Goal » Gather every line from the items below that contains the string "type", and list those lines.

Collected data entries:
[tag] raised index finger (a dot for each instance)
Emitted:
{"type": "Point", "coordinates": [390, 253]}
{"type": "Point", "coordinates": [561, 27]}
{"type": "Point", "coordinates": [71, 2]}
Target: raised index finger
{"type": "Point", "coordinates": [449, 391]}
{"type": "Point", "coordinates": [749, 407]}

The completed task »
{"type": "Point", "coordinates": [390, 253]}
{"type": "Point", "coordinates": [561, 27]}
{"type": "Point", "coordinates": [71, 2]}
{"type": "Point", "coordinates": [449, 391]}
{"type": "Point", "coordinates": [749, 407]}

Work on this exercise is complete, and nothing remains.